Collected data entries:
== Segment start ==

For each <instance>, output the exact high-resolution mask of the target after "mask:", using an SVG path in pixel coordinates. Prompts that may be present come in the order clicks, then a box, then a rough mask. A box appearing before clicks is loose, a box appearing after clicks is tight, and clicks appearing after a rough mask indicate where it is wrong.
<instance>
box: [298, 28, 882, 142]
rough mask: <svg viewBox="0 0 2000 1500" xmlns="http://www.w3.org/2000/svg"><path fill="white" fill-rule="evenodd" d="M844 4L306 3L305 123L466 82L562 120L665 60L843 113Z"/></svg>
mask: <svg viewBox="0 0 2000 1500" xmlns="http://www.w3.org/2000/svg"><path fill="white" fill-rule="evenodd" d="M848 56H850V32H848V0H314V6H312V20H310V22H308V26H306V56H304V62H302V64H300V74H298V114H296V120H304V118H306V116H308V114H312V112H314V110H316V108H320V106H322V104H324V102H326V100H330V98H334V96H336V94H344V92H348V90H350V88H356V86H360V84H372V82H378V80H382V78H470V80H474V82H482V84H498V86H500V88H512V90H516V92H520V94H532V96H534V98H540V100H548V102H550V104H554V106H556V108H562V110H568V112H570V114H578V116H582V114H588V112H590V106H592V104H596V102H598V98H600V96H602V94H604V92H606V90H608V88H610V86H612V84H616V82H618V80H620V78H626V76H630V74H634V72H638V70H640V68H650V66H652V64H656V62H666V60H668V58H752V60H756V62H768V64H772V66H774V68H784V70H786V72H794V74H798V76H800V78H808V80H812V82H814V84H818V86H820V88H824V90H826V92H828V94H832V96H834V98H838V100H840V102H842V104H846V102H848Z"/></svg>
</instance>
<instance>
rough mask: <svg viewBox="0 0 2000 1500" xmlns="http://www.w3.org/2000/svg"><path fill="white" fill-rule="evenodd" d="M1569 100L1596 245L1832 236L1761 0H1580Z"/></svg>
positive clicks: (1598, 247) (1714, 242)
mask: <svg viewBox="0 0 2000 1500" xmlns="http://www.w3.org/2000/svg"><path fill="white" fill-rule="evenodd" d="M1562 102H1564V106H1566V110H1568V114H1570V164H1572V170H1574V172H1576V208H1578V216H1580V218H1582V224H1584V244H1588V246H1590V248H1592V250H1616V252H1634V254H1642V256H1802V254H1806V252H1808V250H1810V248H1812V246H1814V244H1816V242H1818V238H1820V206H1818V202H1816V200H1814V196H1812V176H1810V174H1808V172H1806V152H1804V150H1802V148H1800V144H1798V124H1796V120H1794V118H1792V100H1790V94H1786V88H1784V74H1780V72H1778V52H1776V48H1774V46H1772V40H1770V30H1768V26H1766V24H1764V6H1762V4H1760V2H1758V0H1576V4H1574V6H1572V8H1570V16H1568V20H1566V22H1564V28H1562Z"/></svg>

== Segment end ==

◆ EXERCISE BRIEF
Arrange the listing above as a Markdown table with two columns, Row (a sequential number) and Line (the text of that line). Include every line of the listing and omit blank lines.

◆ YOUR RESPONSE
| Row | Line |
|---|---|
| 1 | For each <instance>, output the exact high-resolution mask of the target after "mask:", using an SVG path in pixel coordinates. Prompts that may be present come in the order clicks, then a box, then a rough mask. A box appearing before clicks is loose, a box appearing after clicks is tight, and clicks appearing after a rough mask indicate where it is wrong. |
| 2 | <instance> |
| 3 | box: [298, 28, 882, 142] |
| 4 | rough mask: <svg viewBox="0 0 2000 1500" xmlns="http://www.w3.org/2000/svg"><path fill="white" fill-rule="evenodd" d="M844 4L306 3L305 123L466 82L562 120L665 60L843 113Z"/></svg> |
| 5 | mask: <svg viewBox="0 0 2000 1500" xmlns="http://www.w3.org/2000/svg"><path fill="white" fill-rule="evenodd" d="M848 56H850V32H848V0H314V6H312V20H310V22H308V26H306V56H304V62H302V64H300V74H298V114H296V120H304V118H306V116H308V114H312V112H314V110H316V108H320V106H322V104H324V102H326V100H330V98H334V96H336V94H344V92H348V90H350V88H356V86H360V84H372V82H378V80H382V78H470V80H474V82H482V84H498V86H500V88H512V90H516V92H520V94H532V96H534V98H540V100H548V102H550V104H554V106H556V108H562V110H568V112H570V114H578V116H582V114H588V112H590V106H592V104H596V102H598V98H600V96H602V94H604V92H606V90H608V88H610V86H612V84H616V82H618V80H620V78H626V76H630V74H634V72H638V70H640V68H650V66H652V64H656V62H666V60H668V58H752V60H756V62H768V64H772V66H774V68H784V70H786V72H794V74H798V76H800V78H808V80H812V82H814V84H818V86H820V88H824V90H826V92H828V94H832V96H834V98H838V100H840V102H842V104H846V102H848Z"/></svg> |
| 6 | </instance> |
| 7 | <instance> |
| 8 | rough mask: <svg viewBox="0 0 2000 1500" xmlns="http://www.w3.org/2000/svg"><path fill="white" fill-rule="evenodd" d="M1569 100L1596 245L1832 236L1761 0H1580Z"/></svg> |
| 9 | positive clicks: (1598, 247) (1714, 242) |
| 10 | mask: <svg viewBox="0 0 2000 1500" xmlns="http://www.w3.org/2000/svg"><path fill="white" fill-rule="evenodd" d="M1562 102H1564V106H1566V110H1568V114H1570V164H1572V170H1574V172H1576V208H1578V216H1580V218H1582V224H1584V244H1588V246H1590V248H1592V250H1616V252H1634V254H1642V256H1802V254H1806V252H1808V250H1810V248H1812V246H1814V244H1816V242H1818V238H1820V206H1818V202H1816V200H1814V196H1812V176H1810V174H1808V172H1806V152H1804V150H1802V148H1800V144H1798V124H1796V120H1794V118H1792V100H1790V94H1786V88H1784V74H1780V72H1778V52H1776V48H1774V46H1772V40H1770V30H1768V26H1766V24H1764V6H1762V4H1760V2H1758V0H1576V4H1574V6H1572V8H1570V16H1568V20H1566V22H1564V28H1562Z"/></svg> |